Rewrite the entire listing below as a numbered list, omitting any blank lines.

======== INFORMATION SUPPLIED ========

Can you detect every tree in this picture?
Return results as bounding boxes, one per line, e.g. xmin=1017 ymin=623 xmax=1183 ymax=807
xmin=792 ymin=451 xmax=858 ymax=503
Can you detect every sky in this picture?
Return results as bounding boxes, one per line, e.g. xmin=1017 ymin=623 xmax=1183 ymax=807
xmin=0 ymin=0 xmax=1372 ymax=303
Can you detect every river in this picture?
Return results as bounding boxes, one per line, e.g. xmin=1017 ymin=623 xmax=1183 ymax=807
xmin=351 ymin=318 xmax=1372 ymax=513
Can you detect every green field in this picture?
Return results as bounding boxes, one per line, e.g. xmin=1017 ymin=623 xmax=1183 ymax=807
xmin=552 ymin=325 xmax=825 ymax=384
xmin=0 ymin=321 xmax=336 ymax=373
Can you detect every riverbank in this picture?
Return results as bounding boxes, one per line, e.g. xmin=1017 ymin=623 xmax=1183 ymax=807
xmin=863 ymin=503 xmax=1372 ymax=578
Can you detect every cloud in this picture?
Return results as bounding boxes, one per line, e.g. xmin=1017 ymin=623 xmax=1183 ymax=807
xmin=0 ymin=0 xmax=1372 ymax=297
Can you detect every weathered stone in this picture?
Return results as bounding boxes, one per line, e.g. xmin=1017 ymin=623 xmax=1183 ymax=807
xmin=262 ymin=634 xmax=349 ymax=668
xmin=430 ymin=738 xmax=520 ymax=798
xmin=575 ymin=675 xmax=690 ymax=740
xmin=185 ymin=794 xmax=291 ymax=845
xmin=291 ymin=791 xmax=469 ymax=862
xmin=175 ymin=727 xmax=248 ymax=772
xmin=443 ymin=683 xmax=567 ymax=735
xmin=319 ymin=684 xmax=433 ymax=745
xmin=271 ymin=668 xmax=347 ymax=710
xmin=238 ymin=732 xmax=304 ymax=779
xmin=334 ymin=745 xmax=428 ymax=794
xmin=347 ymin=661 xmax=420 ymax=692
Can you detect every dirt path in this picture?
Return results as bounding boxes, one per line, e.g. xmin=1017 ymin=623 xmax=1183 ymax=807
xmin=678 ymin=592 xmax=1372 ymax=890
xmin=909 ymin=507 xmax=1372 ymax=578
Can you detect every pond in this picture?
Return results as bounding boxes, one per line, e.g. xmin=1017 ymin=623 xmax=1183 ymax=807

========

### ANSWER
1. Can you detect every tree in this picture?
2. Return results as bounding boxes, one per line, e.g. xmin=1017 ymin=623 xmax=1183 ymax=807
3. xmin=792 ymin=451 xmax=858 ymax=503
4. Can you detect every sky in this picture?
5. Return results as bounding boxes, one per line, e.g. xmin=1017 ymin=623 xmax=1183 ymax=807
6. xmin=0 ymin=0 xmax=1372 ymax=303
7. Can you detect every river in this picture?
8. Return results as bounding boxes, one per line, e.g. xmin=1017 ymin=623 xmax=1183 ymax=807
9. xmin=351 ymin=318 xmax=1372 ymax=513
10. Can you detect every green field in this picture?
11. Return results as bounding boxes, one per line, e.g. xmin=1017 ymin=623 xmax=1183 ymax=807
12. xmin=552 ymin=325 xmax=825 ymax=384
13. xmin=0 ymin=321 xmax=336 ymax=373
14. Can you detect every riverbank in this picture?
15. Return results as bounding boxes, one per line, e.g. xmin=1017 ymin=623 xmax=1183 ymax=807
16. xmin=863 ymin=503 xmax=1372 ymax=578
17. Can you detect every cloud in this picture?
18. Return results as bounding boxes, one per line, e.g. xmin=1017 ymin=623 xmax=1183 ymax=807
19. xmin=0 ymin=0 xmax=1372 ymax=297
20. Can you detect every weathered stone in this picture?
21. Return results as bounding boxes, one per line, e.g. xmin=1017 ymin=623 xmax=1183 ymax=807
22. xmin=262 ymin=634 xmax=349 ymax=668
23. xmin=430 ymin=738 xmax=520 ymax=798
24. xmin=575 ymin=675 xmax=690 ymax=740
25. xmin=185 ymin=794 xmax=291 ymax=845
26. xmin=291 ymin=791 xmax=469 ymax=862
27. xmin=175 ymin=727 xmax=248 ymax=772
28. xmin=443 ymin=683 xmax=567 ymax=735
29. xmin=319 ymin=684 xmax=433 ymax=745
30. xmin=271 ymin=668 xmax=347 ymax=710
31. xmin=238 ymin=732 xmax=304 ymax=779
32. xmin=334 ymin=745 xmax=428 ymax=794
33. xmin=347 ymin=661 xmax=420 ymax=692
34. Can you detect every dirt path in this picture?
35. Return results as bounding boxes, one per line, e.g. xmin=1017 ymin=623 xmax=1183 ymax=807
36. xmin=678 ymin=592 xmax=1372 ymax=890
37. xmin=909 ymin=507 xmax=1372 ymax=578
38. Can you detect every pond in this picture?
39. Return results as bounding boxes, one per line, e.g. xmin=1017 ymin=623 xmax=1183 ymax=807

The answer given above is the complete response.